◆ PROMPT: Reproduce only the stretch of rows from the line containing "Audit flag: the clear" through the line containing "[0, 372, 220, 410]", keeping each request as it is and raising every box coordinate in the answers by 49.

Object detection data
[Start]

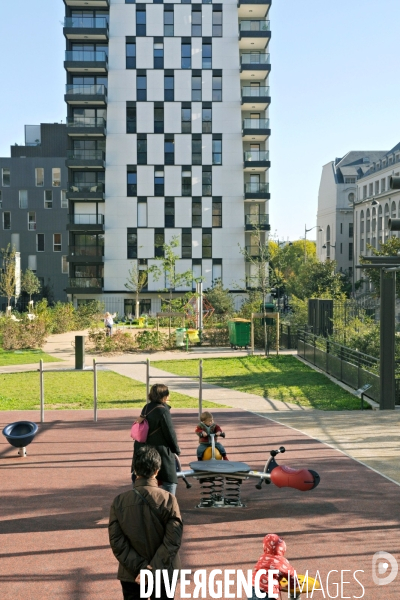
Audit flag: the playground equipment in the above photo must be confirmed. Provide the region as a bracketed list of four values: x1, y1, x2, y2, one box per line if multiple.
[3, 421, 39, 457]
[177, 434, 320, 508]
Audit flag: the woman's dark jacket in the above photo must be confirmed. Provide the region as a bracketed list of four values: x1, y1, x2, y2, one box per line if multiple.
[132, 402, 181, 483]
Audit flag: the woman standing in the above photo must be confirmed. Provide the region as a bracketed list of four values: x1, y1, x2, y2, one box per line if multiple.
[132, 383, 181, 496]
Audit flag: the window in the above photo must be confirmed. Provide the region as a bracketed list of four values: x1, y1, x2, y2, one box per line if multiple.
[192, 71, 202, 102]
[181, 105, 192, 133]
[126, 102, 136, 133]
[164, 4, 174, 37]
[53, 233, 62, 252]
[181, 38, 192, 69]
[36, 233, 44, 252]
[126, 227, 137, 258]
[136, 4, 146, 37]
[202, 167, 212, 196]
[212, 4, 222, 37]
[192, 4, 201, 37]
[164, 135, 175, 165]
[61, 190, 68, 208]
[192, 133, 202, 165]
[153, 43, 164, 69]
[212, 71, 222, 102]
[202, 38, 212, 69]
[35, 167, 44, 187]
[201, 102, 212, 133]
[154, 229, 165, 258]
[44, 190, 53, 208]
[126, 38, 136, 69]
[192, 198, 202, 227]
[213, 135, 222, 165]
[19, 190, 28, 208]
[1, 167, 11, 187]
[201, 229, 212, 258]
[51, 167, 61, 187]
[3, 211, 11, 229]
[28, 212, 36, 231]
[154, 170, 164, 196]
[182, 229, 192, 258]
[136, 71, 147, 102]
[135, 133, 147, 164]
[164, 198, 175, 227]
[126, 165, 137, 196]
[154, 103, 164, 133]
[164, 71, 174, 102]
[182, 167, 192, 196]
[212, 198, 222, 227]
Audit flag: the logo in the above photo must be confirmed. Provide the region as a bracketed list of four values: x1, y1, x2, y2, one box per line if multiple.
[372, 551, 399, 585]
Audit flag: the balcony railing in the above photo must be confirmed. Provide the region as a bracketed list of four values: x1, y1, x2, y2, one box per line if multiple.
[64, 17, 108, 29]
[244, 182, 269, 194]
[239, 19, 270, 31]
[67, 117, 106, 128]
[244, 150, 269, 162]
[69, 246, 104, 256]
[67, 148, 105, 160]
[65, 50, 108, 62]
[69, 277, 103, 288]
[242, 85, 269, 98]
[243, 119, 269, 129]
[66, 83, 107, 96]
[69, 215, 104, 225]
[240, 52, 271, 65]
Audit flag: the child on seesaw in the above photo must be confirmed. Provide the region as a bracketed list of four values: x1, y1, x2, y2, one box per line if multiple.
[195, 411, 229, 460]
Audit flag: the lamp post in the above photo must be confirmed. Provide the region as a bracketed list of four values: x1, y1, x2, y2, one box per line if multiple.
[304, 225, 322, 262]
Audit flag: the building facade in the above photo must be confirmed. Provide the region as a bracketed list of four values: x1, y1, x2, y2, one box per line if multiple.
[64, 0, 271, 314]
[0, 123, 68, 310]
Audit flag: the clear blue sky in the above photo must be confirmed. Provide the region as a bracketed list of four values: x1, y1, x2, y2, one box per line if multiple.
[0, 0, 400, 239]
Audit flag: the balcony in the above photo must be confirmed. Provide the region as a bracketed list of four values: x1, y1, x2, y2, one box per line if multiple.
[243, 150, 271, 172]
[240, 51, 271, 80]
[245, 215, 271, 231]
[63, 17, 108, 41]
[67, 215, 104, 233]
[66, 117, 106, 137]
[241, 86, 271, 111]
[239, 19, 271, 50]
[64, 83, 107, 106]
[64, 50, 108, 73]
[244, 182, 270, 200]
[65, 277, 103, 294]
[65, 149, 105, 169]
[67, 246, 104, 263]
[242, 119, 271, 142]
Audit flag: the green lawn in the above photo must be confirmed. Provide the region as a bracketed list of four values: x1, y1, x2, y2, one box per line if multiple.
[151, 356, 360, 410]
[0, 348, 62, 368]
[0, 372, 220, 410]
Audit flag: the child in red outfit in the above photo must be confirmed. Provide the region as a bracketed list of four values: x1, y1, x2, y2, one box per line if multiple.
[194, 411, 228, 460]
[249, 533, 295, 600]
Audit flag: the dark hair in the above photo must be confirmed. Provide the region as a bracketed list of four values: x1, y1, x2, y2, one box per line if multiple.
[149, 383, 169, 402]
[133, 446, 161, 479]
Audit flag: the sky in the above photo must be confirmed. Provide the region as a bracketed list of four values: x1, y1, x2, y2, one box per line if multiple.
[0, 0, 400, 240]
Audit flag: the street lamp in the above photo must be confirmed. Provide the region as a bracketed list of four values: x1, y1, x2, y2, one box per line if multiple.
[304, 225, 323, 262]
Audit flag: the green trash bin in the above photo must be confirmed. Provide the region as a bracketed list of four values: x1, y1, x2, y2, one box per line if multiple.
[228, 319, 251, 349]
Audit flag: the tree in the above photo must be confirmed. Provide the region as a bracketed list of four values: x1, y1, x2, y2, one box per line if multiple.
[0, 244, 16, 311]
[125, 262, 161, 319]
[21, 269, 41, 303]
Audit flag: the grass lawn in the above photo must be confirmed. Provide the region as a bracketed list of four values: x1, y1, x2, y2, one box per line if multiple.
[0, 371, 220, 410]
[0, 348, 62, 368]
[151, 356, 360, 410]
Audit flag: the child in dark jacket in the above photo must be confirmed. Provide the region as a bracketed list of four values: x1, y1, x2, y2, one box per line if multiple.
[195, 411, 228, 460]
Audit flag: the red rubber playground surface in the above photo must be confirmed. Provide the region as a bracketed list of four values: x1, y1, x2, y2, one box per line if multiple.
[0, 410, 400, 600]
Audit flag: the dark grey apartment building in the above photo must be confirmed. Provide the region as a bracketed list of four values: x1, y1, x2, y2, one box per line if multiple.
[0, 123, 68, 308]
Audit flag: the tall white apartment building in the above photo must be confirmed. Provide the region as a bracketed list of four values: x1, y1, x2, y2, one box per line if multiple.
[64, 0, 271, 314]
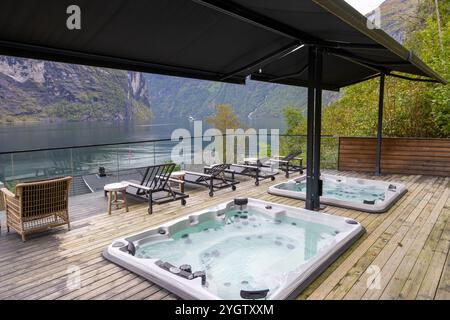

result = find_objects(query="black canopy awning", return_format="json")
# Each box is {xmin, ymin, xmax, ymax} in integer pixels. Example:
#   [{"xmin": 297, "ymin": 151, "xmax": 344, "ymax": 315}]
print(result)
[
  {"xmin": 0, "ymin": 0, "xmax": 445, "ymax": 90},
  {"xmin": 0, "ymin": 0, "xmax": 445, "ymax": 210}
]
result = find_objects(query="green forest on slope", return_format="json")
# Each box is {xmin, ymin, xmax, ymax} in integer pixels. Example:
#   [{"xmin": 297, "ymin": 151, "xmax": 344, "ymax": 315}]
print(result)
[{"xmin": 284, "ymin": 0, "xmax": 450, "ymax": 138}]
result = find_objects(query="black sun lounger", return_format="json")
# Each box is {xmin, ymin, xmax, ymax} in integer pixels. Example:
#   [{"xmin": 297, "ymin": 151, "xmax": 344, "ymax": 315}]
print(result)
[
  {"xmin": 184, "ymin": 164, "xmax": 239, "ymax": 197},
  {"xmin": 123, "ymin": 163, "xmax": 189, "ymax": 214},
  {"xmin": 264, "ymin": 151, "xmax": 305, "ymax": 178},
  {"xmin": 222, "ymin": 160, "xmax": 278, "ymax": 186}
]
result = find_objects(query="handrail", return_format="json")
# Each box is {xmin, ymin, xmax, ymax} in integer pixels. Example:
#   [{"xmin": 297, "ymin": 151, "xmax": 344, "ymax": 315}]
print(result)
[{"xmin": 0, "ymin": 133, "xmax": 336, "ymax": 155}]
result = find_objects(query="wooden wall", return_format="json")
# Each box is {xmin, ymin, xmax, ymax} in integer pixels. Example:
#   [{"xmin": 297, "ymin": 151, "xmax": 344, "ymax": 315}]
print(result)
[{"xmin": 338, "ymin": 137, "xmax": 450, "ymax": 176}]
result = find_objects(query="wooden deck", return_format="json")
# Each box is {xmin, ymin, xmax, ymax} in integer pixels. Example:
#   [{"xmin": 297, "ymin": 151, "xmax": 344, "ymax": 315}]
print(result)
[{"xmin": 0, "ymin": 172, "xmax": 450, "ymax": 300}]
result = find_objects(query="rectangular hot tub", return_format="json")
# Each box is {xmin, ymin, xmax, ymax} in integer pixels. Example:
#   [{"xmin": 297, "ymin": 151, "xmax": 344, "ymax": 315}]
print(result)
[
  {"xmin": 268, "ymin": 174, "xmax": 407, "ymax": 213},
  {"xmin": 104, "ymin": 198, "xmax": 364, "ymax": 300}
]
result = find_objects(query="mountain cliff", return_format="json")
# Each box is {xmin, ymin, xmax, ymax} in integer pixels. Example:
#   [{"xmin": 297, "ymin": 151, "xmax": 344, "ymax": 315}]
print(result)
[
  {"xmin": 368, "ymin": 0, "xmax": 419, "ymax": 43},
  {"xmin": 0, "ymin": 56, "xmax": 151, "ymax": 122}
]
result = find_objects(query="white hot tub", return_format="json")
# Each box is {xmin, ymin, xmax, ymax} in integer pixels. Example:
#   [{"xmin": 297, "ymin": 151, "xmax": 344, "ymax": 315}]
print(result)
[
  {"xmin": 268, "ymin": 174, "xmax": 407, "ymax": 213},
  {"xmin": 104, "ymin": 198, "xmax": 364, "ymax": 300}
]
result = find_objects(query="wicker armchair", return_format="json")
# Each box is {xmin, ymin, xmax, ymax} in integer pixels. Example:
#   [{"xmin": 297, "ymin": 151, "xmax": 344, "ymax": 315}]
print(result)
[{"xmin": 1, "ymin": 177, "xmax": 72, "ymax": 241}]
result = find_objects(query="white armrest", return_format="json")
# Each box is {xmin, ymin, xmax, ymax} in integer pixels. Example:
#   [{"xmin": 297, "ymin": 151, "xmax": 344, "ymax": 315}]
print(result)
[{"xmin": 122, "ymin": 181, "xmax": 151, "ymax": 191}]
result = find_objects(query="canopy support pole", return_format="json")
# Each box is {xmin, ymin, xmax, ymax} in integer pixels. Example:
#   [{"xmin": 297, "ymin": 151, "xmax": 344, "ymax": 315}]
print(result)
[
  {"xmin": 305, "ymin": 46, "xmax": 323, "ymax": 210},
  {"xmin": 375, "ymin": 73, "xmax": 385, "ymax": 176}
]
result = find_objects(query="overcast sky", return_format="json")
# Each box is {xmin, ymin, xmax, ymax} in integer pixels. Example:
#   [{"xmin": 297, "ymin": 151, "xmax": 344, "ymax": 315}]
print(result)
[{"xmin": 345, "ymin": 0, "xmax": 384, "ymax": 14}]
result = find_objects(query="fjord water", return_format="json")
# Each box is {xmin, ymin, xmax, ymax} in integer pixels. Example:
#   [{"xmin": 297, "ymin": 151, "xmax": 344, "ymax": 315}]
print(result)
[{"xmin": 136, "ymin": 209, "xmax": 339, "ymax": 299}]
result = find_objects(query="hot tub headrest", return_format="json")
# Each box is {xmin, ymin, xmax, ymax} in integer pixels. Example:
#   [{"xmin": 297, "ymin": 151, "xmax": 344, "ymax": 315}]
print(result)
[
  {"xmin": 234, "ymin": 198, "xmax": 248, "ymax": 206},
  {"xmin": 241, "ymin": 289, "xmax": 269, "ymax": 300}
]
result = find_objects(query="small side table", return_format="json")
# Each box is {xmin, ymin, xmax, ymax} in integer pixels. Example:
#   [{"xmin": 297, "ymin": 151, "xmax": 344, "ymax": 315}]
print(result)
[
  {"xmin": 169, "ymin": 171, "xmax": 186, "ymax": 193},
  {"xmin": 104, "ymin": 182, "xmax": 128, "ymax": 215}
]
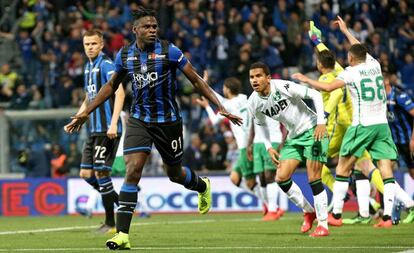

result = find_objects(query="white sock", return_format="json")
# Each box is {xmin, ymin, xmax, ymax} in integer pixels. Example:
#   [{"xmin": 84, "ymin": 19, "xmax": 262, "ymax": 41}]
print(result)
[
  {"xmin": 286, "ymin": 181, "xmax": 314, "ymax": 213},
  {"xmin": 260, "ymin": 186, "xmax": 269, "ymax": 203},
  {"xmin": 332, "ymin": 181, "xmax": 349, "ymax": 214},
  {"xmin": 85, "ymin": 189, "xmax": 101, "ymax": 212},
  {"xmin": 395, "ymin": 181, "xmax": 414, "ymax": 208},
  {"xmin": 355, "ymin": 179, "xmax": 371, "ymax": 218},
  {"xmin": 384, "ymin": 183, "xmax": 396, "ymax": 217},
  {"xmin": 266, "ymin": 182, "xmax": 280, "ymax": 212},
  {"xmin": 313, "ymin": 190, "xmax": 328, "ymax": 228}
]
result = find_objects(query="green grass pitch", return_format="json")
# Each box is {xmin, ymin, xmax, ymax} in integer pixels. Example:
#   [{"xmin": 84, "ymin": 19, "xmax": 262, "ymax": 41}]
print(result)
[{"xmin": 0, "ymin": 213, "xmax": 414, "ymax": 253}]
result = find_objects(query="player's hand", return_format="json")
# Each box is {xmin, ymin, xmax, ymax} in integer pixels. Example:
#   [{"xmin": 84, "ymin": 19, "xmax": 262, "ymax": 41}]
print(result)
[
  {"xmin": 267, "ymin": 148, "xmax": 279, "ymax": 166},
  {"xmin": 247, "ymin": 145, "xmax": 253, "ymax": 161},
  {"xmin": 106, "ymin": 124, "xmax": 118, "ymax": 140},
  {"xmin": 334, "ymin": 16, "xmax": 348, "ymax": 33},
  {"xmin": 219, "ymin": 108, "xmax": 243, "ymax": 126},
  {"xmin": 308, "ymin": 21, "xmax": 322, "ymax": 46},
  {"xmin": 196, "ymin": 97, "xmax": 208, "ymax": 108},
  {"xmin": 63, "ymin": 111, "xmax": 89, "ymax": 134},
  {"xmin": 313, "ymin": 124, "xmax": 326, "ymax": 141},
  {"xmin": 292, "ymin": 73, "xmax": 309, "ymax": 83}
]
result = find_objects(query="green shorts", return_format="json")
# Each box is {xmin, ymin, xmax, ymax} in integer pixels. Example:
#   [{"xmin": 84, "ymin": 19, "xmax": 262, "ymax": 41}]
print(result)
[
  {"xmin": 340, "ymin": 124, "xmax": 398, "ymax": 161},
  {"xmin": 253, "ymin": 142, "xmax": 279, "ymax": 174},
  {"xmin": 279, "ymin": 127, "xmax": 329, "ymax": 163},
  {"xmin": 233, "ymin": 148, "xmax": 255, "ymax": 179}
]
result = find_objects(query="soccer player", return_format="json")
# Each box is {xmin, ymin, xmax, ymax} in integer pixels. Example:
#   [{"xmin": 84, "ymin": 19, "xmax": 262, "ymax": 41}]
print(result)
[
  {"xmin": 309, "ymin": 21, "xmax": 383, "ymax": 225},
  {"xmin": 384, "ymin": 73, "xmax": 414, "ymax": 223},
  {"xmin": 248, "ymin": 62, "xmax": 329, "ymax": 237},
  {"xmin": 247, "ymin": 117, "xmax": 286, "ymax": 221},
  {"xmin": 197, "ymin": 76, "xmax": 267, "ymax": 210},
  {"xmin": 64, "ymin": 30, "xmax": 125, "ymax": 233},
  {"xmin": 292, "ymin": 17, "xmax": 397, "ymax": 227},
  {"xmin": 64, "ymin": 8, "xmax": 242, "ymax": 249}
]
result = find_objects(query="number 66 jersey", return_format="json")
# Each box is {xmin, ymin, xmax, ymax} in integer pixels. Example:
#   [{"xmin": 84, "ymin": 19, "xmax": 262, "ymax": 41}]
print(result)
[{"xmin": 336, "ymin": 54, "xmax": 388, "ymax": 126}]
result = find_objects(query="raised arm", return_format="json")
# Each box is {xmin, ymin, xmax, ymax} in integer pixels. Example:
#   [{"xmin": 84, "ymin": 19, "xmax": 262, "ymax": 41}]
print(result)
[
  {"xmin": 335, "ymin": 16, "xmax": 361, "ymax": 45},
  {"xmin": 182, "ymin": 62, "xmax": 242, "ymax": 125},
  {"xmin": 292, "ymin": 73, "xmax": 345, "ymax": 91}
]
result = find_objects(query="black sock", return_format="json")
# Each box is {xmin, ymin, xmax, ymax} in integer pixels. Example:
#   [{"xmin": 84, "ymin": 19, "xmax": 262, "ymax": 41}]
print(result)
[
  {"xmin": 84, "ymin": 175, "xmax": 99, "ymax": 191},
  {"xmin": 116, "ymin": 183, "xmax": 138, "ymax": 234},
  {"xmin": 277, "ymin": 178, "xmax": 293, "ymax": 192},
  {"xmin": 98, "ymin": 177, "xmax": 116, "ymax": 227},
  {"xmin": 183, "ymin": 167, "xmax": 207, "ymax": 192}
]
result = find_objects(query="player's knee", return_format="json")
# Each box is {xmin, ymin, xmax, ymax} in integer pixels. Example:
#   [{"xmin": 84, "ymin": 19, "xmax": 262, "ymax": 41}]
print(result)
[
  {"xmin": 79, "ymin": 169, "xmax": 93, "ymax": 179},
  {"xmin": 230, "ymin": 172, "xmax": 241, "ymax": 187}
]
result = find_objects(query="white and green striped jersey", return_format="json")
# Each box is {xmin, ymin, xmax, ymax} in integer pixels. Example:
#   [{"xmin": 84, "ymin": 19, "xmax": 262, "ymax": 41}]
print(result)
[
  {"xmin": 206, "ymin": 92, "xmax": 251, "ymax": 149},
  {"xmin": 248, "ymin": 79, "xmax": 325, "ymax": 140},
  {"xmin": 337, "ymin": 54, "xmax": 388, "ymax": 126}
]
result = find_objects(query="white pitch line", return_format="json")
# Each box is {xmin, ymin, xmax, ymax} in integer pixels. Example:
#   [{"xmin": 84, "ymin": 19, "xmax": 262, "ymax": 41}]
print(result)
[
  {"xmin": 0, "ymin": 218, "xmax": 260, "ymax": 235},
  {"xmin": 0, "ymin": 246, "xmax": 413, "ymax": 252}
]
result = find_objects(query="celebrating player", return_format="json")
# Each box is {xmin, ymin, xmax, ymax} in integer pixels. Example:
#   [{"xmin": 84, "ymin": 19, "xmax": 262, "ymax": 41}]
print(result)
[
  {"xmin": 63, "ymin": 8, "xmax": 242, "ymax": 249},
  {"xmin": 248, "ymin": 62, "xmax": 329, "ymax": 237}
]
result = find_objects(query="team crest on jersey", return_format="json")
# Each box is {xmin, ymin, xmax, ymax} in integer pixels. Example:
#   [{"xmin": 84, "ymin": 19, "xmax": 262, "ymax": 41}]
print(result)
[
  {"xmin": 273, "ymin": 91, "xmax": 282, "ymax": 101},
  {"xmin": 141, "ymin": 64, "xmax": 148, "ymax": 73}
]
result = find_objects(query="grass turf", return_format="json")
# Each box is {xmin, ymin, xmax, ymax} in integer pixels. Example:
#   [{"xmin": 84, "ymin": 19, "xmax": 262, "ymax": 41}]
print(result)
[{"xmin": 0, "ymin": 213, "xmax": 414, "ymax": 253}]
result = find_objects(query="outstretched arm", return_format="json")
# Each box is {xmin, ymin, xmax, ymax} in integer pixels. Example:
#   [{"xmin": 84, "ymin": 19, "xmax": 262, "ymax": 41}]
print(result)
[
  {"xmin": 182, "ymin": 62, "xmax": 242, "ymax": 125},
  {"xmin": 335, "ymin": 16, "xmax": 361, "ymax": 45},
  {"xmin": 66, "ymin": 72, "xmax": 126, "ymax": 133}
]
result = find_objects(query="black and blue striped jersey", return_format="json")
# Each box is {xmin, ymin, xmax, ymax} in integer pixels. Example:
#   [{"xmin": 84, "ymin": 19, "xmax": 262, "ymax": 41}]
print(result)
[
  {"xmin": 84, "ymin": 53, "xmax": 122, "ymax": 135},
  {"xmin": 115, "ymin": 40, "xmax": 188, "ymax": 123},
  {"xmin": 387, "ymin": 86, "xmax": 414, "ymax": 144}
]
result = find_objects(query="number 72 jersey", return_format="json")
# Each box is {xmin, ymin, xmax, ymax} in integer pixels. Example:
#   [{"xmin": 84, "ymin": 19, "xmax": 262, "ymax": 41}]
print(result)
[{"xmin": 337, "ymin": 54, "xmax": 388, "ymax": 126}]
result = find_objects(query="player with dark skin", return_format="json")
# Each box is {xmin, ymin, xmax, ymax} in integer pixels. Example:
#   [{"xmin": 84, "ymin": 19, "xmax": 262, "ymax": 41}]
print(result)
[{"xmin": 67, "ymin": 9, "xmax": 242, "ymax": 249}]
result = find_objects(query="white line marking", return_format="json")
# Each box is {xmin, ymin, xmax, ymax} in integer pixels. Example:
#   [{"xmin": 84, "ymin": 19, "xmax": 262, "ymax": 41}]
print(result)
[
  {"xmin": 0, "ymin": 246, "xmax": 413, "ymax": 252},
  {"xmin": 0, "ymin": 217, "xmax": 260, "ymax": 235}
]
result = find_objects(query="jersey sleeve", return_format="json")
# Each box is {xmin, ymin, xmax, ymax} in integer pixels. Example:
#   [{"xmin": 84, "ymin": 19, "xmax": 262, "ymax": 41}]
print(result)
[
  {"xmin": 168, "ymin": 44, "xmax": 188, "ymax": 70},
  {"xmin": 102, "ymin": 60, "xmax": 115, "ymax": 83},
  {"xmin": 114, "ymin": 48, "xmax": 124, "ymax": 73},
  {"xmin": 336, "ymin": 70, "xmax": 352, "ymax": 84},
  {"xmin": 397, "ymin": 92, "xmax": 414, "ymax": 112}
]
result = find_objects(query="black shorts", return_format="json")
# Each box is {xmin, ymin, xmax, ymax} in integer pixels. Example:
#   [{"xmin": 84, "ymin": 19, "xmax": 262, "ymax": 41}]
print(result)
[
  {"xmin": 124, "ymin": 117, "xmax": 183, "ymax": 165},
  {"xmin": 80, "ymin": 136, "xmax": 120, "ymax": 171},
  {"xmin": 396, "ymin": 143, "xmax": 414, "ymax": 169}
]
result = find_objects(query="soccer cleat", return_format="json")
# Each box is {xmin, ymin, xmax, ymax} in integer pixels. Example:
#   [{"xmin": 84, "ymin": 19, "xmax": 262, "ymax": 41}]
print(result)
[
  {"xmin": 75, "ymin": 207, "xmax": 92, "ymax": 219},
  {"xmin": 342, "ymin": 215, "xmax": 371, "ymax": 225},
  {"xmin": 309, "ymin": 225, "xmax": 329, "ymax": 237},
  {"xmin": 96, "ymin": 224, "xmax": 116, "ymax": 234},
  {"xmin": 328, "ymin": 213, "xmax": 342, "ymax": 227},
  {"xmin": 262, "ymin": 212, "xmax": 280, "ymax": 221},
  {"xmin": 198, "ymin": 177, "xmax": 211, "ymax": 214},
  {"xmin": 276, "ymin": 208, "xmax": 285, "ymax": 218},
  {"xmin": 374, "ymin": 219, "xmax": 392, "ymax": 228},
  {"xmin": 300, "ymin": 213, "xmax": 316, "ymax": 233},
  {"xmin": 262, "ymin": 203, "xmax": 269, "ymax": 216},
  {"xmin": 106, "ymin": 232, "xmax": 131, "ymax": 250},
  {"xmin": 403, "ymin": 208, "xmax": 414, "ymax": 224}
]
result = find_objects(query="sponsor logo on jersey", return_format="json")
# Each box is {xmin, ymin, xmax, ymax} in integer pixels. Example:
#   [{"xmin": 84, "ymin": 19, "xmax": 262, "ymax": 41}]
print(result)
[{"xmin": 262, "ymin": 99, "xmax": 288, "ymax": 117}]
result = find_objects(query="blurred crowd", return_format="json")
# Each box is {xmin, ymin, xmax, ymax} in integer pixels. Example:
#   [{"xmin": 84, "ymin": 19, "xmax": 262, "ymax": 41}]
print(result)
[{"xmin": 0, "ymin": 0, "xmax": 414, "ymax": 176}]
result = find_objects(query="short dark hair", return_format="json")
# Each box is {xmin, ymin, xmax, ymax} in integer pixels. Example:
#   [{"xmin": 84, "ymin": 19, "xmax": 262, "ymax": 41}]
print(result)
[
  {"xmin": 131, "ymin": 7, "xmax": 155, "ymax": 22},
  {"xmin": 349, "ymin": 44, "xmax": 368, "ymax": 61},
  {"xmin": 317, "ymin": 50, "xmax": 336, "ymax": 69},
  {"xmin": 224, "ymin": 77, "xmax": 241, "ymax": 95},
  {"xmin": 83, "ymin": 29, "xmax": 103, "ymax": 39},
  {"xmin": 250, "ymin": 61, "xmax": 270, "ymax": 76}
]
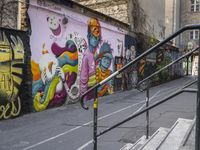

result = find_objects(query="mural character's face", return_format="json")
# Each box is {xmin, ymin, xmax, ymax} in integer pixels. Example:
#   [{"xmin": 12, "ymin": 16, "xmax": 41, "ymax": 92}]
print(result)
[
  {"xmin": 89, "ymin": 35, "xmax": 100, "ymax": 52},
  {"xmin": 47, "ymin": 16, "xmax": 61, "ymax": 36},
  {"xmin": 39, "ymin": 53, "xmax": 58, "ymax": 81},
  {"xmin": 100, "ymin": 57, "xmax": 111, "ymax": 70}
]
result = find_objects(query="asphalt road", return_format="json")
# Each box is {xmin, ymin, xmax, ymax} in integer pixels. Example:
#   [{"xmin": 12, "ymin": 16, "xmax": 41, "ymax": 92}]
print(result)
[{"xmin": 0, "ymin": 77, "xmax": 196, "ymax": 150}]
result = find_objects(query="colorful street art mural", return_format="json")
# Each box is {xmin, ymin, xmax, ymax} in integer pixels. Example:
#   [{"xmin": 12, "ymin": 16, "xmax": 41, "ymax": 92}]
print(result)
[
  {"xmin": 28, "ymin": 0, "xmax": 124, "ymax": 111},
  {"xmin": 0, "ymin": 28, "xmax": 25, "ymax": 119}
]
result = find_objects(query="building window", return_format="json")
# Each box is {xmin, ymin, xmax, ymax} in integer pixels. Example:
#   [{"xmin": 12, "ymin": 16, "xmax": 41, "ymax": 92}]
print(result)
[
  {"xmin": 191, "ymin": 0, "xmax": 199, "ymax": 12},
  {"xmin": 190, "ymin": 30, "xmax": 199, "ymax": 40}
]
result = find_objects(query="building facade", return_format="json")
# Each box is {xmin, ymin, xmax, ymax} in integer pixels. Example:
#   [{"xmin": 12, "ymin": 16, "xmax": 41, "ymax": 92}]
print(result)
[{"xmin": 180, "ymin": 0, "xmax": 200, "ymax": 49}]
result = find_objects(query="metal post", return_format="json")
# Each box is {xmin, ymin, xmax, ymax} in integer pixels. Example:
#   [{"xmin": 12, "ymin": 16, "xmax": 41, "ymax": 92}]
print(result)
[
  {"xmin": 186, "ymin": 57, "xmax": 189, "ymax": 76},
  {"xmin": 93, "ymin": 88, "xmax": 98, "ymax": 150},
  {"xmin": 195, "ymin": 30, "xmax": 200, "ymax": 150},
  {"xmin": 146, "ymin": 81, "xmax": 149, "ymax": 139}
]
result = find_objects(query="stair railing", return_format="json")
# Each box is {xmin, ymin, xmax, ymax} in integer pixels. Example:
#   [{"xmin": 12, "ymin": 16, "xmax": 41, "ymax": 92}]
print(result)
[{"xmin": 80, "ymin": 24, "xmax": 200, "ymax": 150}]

[End]

◆ RESPONSE TO THIS EXERCISE:
Audit flag: the clear blue sky in the above photo must be confirmed. Provide the region as a bracketed list of four values: x1, y1, x2, y2, one box per line if multiple.
[49, 49, 449, 288]
Audit flag: the balcony in the above photo must be confirmed. Provide the region as a bracketed list of four values: x1, y1, x2, y2, one box per line if multiple.
[292, 199, 320, 221]
[289, 100, 320, 129]
[294, 264, 320, 280]
[112, 66, 157, 90]
[116, 264, 153, 282]
[115, 166, 155, 186]
[290, 135, 320, 160]
[288, 68, 320, 99]
[113, 132, 156, 155]
[113, 99, 157, 122]
[293, 231, 319, 249]
[114, 326, 152, 343]
[114, 198, 154, 218]
[116, 295, 153, 312]
[291, 168, 320, 191]
Audit flag: the green lawn in the above photo must be confirmed. Provide the region as a bracketed list of four values: x1, y1, x2, y2, one box per line if multiple.
[200, 405, 409, 459]
[49, 397, 111, 417]
[49, 421, 269, 459]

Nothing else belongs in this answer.